# ACTIVITY
Extend the report below on the latest Oxford Dictionary of National Biography update, picking up after its final sentence.

# SUPPLIED PASSAGE
Sir Charles Kao added to Oxford Dictionary of National Biography
General / Fri 11th Mar 2022 at 09:12am
THE latest update of the Oxford Dictionary of National Biography was published on Thursday 10 March 2022 and added biographies of 243 men and women who left their mark on the UK, and who died in the year 2018.
· Shanghai-born electrical engineer and physicist Sir Charles Kao won the Nobel prize in physics in 2009 for his work on fibre optics, initiated in the laboratories of Standard Telephones and Cables in Harlow in the 1960s, which revolutionised the telecommunications industry and made possible cable television and fibre-optic broadband.
· Beth Chatto, born in in Good Easter, near Chelmsford, was widely acclaimed as one of the leading plantswomen and garden designers of her generation, drawing on her knowledge of plants from around the world to underpin her mantra of ‘the right plant in the right place’: her garden at Elmstead Market included gravel and scree gardens.

Dataset records

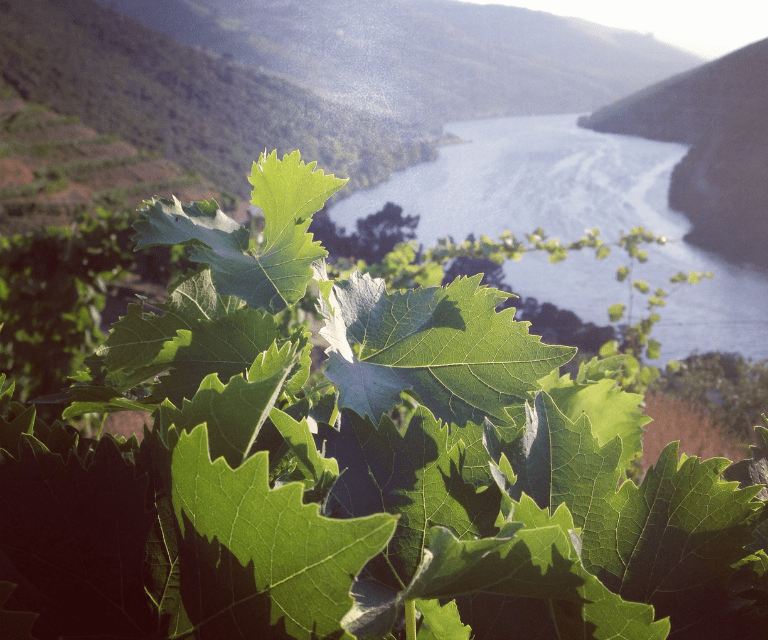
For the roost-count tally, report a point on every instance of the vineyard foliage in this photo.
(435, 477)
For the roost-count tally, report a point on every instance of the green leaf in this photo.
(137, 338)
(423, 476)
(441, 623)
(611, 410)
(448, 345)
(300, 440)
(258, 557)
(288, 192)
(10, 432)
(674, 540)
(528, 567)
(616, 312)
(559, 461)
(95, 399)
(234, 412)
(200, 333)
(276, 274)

--

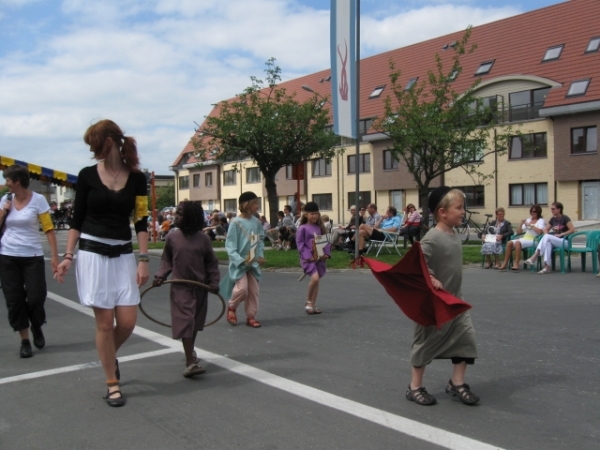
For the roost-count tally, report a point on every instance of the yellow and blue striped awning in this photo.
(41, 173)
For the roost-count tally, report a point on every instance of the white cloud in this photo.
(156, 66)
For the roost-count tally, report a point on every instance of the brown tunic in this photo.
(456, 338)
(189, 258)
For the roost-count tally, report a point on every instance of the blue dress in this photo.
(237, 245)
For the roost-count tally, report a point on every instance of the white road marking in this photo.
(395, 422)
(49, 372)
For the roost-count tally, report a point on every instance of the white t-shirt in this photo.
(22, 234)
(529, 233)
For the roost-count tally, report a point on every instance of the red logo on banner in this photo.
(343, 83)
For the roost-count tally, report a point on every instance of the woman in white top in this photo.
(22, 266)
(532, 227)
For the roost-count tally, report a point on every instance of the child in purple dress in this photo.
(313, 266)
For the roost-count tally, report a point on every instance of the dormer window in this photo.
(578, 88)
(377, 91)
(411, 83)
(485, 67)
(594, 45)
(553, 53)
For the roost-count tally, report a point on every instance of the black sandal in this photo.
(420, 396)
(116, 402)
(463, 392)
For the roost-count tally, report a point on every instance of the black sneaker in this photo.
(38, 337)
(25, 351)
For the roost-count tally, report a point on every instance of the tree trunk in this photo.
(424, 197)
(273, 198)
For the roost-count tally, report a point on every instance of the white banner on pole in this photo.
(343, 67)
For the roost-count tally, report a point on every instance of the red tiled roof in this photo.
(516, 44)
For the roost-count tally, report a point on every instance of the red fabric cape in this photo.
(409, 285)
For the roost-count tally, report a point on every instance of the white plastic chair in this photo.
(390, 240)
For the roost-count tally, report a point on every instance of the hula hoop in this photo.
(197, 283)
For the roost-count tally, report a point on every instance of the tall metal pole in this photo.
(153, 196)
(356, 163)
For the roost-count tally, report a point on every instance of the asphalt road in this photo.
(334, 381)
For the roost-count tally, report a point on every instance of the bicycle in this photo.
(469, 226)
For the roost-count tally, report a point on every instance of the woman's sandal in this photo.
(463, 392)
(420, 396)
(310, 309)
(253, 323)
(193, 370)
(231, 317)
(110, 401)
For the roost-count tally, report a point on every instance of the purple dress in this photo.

# TASK RESPONSE
· Sir Wilson Harris, the Guyanese-born poet, novelist, and essayist, who lived for more than thirty years in Chelmsford, was sometimes tipped for a Nobel prize. Readers tended to find his experimental and dream-like novels, many born from his experiences as a surveyor in the Guyanese rainforest interior, either exhilarating or unduly challenging.
· Born in Westcliff-on-Sea, the journalist Derek Ingram joined the Daily Express after war service in the navy but soon switched to the Daily Mail, then a relatively left-wing paper. He left to found Gemini News Service, a ground-breaking information service focusing on developing Commonwealth countries. He was widely acknowledged as the doyen of Commonwealth journalists, attending virtually every prime ministers’ meeting and becoming the go-to person for comment and analysis on Commonwealth developments, knowing many leaders personally.